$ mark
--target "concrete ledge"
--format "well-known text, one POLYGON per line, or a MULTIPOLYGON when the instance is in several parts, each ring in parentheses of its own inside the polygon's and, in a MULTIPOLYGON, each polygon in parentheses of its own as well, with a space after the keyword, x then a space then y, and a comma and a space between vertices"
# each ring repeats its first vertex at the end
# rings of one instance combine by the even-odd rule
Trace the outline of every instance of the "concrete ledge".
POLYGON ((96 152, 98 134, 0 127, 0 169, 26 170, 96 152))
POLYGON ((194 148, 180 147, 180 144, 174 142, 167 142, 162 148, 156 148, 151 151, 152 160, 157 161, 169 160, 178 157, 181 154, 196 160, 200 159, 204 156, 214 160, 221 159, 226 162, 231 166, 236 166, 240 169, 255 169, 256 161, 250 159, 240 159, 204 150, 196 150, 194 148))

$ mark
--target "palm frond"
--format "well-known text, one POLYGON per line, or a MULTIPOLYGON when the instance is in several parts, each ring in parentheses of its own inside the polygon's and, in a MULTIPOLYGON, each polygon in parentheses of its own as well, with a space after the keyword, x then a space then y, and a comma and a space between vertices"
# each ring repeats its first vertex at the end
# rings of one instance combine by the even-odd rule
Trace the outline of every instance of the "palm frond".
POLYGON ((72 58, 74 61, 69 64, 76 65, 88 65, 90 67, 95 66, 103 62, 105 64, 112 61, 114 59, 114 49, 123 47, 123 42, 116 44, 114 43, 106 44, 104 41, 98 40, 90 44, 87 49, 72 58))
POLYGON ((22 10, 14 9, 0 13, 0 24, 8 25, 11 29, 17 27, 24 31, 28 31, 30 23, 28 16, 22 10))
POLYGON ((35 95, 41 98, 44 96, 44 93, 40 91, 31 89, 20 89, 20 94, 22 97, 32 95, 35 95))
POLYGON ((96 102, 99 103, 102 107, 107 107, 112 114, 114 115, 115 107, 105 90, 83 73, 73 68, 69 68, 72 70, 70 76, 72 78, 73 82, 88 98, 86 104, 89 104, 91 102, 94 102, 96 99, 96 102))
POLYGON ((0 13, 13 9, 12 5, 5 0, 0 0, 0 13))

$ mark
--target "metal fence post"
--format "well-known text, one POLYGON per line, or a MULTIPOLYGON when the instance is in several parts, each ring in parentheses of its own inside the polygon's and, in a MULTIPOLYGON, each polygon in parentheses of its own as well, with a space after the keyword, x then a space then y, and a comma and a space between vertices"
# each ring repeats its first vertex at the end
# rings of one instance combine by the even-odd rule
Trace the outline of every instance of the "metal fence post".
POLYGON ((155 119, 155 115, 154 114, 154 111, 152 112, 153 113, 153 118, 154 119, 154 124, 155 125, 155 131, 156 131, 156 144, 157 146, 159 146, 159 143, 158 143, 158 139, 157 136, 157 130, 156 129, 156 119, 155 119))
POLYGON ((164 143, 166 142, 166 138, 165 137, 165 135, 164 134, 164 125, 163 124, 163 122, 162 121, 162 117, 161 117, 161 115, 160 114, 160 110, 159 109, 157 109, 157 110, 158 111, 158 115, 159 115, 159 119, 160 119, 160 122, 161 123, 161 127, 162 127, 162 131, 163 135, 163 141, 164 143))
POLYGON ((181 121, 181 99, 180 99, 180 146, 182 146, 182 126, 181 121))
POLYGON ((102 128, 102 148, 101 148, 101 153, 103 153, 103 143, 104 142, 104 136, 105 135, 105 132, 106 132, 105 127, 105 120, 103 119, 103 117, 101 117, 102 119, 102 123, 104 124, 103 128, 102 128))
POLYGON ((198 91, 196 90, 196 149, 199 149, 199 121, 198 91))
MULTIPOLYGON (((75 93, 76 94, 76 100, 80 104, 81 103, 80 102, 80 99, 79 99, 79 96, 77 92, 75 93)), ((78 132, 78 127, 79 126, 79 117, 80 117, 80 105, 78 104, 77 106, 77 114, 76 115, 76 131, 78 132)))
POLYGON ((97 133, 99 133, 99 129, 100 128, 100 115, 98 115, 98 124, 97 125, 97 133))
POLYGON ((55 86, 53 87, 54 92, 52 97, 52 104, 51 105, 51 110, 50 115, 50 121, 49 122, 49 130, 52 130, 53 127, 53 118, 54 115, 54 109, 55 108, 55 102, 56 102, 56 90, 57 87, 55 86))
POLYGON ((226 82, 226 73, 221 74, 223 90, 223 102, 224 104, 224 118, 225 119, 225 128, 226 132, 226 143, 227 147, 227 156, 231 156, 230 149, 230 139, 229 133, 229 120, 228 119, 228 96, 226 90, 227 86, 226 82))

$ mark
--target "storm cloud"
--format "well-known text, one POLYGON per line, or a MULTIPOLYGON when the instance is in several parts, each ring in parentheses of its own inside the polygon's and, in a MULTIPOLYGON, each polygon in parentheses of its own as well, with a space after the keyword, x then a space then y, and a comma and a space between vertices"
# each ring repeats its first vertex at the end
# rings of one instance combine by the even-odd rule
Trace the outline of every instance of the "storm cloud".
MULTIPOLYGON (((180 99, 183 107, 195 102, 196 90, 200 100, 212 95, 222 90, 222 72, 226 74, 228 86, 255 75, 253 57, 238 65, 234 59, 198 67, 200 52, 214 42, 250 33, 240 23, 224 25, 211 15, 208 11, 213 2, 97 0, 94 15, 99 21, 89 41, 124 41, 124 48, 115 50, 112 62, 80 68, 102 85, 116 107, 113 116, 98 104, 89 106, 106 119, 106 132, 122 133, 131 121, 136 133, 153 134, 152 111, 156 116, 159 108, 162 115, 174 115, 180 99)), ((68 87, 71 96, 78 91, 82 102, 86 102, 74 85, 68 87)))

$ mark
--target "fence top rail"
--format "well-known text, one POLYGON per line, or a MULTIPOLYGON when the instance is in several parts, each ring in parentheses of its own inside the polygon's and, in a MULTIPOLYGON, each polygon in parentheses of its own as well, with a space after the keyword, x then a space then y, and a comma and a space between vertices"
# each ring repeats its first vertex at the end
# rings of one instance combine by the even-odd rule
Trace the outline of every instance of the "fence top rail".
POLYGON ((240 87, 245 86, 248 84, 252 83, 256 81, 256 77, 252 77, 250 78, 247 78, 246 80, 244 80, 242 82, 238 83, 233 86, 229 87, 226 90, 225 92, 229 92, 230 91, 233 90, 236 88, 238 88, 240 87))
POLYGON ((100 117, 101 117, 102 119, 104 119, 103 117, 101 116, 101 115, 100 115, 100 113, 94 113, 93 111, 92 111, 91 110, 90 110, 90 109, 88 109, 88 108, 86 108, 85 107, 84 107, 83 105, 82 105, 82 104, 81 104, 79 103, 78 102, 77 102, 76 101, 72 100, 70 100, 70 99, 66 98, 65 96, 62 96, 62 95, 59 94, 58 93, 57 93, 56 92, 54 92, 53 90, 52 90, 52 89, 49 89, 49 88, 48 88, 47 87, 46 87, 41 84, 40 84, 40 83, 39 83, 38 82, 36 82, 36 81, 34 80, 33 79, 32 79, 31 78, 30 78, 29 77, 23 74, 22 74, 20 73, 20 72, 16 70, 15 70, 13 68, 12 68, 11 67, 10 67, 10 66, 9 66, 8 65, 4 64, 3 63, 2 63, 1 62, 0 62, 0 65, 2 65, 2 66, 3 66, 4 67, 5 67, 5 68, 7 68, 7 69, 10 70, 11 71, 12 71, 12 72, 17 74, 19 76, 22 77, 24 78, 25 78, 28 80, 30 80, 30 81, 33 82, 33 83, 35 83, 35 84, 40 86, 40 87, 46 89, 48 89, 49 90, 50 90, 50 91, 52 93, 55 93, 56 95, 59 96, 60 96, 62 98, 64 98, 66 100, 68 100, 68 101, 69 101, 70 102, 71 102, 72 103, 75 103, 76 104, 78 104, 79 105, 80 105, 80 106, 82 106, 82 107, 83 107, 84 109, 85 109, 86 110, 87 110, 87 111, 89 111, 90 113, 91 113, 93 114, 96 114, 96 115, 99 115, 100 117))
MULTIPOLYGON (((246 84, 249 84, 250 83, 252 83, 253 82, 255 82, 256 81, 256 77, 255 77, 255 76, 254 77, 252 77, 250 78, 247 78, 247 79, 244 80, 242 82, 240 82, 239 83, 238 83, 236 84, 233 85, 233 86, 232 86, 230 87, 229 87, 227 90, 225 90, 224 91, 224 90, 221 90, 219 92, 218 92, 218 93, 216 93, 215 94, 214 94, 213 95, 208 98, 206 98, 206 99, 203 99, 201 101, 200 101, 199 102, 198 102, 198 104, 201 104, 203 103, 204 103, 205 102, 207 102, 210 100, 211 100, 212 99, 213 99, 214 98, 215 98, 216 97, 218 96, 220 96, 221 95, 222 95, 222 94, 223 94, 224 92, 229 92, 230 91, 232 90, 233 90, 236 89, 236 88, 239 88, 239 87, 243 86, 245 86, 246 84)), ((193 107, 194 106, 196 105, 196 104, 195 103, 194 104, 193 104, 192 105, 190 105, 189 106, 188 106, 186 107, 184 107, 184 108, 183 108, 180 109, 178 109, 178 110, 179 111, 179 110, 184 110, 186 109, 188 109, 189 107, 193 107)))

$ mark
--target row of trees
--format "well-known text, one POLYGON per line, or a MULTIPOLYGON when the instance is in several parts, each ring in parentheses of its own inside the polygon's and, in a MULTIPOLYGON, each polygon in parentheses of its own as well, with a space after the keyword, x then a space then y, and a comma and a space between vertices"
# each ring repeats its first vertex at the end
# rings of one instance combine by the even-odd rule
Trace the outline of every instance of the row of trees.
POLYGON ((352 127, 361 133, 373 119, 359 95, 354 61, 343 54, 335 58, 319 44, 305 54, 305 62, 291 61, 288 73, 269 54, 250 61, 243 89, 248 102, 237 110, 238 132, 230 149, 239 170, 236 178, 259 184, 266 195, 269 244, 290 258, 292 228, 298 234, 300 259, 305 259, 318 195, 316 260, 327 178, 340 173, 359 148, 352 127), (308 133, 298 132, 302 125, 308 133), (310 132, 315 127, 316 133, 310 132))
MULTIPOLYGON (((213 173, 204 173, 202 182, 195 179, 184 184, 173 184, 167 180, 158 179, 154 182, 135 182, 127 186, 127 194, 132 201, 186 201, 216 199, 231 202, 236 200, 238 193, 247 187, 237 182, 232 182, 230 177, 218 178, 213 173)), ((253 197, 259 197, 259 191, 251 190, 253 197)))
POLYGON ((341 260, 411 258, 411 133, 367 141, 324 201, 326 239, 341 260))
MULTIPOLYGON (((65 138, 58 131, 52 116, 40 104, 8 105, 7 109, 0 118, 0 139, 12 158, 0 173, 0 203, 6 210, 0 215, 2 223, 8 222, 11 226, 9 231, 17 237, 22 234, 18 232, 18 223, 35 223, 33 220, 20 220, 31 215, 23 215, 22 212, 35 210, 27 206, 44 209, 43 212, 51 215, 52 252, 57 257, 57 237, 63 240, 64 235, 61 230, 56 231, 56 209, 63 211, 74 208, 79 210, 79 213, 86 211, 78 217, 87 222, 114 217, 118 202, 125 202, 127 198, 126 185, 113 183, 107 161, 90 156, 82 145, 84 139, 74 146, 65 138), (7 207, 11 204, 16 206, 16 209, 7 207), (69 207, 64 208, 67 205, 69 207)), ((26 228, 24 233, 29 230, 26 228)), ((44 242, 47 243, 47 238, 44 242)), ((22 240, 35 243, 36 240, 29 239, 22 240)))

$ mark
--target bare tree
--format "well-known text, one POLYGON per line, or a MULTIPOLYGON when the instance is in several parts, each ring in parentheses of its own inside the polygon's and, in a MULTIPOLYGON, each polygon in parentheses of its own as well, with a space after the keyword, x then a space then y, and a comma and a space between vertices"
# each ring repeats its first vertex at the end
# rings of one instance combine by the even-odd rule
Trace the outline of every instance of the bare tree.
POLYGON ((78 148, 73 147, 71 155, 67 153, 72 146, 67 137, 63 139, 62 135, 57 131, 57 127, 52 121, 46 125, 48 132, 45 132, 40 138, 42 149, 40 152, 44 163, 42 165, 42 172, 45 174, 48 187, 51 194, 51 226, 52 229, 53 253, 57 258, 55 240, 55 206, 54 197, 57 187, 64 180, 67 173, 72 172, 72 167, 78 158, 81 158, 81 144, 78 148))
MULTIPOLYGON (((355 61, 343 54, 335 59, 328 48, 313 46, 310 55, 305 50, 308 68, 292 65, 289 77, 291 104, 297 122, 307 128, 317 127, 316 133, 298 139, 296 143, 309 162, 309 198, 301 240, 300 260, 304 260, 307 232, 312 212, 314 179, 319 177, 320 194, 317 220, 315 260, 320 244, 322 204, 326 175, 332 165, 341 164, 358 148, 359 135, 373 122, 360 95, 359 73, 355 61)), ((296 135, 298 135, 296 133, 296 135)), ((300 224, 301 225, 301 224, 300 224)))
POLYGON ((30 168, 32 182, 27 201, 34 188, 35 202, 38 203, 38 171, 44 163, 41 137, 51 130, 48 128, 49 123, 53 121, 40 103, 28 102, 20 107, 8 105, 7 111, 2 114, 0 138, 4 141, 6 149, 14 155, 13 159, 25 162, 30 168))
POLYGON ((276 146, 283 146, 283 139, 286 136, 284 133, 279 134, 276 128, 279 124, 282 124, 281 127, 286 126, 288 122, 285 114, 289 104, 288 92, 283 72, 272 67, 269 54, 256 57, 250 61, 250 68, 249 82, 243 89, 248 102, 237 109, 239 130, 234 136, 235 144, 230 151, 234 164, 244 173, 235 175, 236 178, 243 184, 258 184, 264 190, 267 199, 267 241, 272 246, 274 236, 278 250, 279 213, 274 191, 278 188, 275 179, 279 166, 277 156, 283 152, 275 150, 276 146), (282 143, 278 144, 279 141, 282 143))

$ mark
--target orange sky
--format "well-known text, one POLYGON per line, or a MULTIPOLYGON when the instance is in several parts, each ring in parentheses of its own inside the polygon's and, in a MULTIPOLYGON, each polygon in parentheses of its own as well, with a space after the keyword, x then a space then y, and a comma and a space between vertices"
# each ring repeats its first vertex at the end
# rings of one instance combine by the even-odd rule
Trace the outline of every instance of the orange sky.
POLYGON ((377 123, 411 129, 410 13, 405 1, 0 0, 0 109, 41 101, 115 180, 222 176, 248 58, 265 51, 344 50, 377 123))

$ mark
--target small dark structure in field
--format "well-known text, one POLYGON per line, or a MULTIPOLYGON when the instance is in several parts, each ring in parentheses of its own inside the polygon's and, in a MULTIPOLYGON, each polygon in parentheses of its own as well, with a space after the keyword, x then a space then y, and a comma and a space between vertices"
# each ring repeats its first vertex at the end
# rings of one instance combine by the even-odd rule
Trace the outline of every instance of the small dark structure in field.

____________

● **Task requirements**: Gather each line of the data above that includes the string "concrete", matching case exactly.

● **Response to the task**:
--target "concrete ledge"
Trace the outline of every instance of the "concrete ledge".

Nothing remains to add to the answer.